(Collected data entries):

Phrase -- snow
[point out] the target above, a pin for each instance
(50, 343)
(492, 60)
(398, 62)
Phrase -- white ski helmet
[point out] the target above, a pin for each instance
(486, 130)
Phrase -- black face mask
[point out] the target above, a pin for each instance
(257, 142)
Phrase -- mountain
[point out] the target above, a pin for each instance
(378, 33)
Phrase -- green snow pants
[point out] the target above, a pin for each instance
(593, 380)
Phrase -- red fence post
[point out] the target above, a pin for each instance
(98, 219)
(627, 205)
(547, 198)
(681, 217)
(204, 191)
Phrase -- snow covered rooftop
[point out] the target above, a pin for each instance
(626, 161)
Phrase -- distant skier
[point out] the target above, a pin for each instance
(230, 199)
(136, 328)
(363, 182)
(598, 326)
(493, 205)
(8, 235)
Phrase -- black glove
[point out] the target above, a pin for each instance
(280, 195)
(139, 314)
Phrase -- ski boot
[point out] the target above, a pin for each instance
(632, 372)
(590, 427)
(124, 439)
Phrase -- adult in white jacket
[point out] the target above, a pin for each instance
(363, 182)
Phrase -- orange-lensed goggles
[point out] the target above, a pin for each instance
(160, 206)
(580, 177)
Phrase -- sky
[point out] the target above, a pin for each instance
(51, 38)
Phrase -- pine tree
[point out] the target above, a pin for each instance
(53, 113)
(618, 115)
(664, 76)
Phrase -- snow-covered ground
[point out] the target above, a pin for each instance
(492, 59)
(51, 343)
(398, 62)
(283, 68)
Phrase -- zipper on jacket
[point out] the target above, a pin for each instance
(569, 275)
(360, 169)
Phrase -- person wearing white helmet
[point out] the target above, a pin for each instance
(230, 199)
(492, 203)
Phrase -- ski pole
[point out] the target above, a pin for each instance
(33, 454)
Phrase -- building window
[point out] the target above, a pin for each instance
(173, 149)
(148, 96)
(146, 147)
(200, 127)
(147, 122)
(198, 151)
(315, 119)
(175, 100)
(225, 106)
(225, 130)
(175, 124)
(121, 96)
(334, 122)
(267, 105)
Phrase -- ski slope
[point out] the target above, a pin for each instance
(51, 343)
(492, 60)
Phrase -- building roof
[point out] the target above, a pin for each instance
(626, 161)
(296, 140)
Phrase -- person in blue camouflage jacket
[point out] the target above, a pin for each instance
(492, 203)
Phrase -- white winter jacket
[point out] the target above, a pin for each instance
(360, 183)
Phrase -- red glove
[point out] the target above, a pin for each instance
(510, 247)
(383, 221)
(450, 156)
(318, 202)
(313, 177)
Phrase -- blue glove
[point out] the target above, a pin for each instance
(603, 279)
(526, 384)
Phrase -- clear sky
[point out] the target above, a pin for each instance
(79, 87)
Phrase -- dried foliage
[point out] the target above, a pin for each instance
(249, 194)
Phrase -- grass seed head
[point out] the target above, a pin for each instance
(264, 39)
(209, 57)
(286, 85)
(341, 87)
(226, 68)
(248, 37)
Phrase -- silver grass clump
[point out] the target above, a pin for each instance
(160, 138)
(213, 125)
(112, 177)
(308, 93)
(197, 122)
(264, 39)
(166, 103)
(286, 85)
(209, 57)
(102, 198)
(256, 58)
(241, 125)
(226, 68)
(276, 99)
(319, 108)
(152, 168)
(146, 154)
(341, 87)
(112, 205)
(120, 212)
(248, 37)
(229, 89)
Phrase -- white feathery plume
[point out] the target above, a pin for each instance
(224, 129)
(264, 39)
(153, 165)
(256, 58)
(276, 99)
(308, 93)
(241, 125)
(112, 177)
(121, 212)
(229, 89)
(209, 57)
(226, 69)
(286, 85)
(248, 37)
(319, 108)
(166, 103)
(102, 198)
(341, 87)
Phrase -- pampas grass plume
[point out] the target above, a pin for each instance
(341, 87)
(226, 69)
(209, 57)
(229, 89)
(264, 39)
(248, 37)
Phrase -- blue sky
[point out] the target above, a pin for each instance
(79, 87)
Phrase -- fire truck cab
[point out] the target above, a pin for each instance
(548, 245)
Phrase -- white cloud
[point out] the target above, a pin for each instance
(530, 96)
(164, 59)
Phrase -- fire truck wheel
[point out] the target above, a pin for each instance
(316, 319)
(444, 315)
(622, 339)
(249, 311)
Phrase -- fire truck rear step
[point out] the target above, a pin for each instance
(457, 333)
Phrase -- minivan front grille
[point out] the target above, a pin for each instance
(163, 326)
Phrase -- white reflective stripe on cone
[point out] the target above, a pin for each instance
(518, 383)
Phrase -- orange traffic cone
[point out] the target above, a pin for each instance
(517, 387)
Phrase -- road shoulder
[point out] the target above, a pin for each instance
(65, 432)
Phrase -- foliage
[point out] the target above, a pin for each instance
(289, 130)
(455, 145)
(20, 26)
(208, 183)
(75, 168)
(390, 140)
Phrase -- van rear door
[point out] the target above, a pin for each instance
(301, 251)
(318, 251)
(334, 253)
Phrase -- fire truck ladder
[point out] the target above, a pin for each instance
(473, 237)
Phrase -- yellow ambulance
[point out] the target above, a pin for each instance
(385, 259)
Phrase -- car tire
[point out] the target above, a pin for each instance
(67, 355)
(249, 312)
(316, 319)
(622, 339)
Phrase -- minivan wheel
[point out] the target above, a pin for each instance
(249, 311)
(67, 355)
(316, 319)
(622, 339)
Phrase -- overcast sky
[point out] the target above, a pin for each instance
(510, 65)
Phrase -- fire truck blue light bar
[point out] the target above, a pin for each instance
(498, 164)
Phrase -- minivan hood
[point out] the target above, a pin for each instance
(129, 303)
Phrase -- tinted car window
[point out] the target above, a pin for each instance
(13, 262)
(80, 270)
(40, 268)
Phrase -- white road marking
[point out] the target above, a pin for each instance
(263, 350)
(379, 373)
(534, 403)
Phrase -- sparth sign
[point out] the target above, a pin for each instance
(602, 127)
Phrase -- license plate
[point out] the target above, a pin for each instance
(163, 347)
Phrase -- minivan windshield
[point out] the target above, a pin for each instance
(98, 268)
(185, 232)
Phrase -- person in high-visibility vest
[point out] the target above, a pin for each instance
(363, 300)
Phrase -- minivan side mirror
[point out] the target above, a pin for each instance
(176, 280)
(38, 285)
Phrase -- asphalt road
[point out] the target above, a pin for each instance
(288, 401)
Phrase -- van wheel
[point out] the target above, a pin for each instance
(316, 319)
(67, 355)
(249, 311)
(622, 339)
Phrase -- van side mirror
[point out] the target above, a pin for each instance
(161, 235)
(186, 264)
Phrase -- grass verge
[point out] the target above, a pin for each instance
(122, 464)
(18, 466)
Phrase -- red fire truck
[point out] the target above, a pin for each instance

(TASK PROMPT): Nothing but the lines above from the one containing "Phrase -- minivan hood" through the one containing "Phrase -- person in high-visibility vest" should appear in the answer, each repeated exactly.

(YOUR RESPONSE):
Phrase -- minivan hood
[point out] the target above, a pin for each instance
(129, 303)
Phrase -- tinted car window
[point out] the target above, a pin for each instance
(13, 262)
(80, 270)
(40, 268)
Phrase -- white road marking
[point out] the target above, a pin for each instance
(263, 350)
(379, 373)
(534, 403)
Phrase -- sparth sign
[point out] the target above, a pin for each instance
(602, 127)
Phrase -- license plate
[point out] the target above, a pin for each instance
(163, 347)
Phrase -- minivan windshield
[point out] the target above, a pin for each instance
(98, 268)
(185, 232)
Phrase -- person in high-visibility vest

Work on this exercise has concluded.